_Aim of the task_
Rewrite the data below, swapping every "beagle dog" for "spotted hound" and leaving everything else untouched.

_Records to process_
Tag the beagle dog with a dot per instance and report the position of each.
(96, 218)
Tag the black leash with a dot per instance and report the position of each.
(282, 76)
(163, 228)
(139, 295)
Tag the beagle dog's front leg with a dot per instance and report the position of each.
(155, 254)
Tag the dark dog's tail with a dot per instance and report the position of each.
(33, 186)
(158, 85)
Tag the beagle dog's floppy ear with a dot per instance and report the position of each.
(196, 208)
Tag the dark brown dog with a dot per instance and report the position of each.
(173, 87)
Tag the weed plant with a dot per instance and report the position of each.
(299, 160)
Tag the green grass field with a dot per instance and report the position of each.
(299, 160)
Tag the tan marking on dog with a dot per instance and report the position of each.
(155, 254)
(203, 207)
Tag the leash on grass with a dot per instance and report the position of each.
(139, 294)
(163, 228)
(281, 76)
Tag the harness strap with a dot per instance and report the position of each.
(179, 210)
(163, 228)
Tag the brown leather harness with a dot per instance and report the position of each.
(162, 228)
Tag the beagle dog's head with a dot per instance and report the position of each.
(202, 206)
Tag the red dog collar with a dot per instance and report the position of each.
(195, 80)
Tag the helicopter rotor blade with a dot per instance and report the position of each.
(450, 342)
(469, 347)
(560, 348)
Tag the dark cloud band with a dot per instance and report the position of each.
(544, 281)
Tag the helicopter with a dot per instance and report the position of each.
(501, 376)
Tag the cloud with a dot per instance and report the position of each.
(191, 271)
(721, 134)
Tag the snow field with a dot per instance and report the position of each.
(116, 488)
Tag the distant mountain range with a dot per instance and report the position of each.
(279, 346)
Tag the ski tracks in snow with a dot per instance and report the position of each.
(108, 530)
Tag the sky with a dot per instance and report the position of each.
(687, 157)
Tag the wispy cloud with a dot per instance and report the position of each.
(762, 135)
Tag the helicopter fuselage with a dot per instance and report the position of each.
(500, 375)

_Answer in full_
Tag the spotted hound with a dot per instance and report the position of each.
(96, 218)
Tag the black leash with a dot per instance and report the position of each.
(282, 76)
(163, 228)
(139, 295)
Tag the spotted hound's front leg with a dot per instance and report the position of each.
(155, 254)
Tag the dark dog's tail with a dot per instance and report the position of each.
(33, 186)
(158, 85)
Tag the spotted hound's floppy ear with a dot per instance and report the position of each.
(196, 208)
Tag the dark brown dog with a dot per instance and report the position of each.
(173, 87)
Tag the weed plant with a dot per instance and report the position of each.
(299, 160)
Tag the green grass field with a dot per instance and report the position of each.
(299, 160)
Tag the tan marking on dog with a dot per instance and report the position of each.
(155, 254)
(203, 207)
Tag the leash on grass with a dot per instance and report the position of each.
(139, 294)
(163, 228)
(281, 76)
Tag the harness strap with a dot per instance and report the position of each.
(179, 210)
(163, 228)
Tag the brown leather harness with a dot per instance and report the position of each.
(162, 228)
Tag the spotted hound's head with a dot per instance and report the position of each.
(202, 206)
Tag the red dog collar with a dot per instance and report the position of each.
(195, 80)
Tag the helicopter rotor blade with a dot per instance and report the position of each.
(450, 342)
(469, 347)
(560, 348)
Tag the dark cloud band with a dot per instance and report the position of each.
(544, 281)
Tag the helicopter with a dot per instance and report the position of each.
(501, 376)
Tag the cloud with a dot per instance and report the position of each.
(191, 271)
(721, 134)
Tag the snow field with a dot per instance and report the position of each.
(116, 488)
Tag the distant mountain range with a dot per instance and report the position of each.
(279, 346)
Tag the ski tracks in snow with a dot per instance and report the position of each.
(108, 530)
Tag the sky with a dot per instance and report the position of each.
(687, 157)
Tag the wispy cloud with a dot per instance and report the position of each.
(762, 135)
Tag the helicopter fuselage with a dot per instance and report the position of each.
(500, 375)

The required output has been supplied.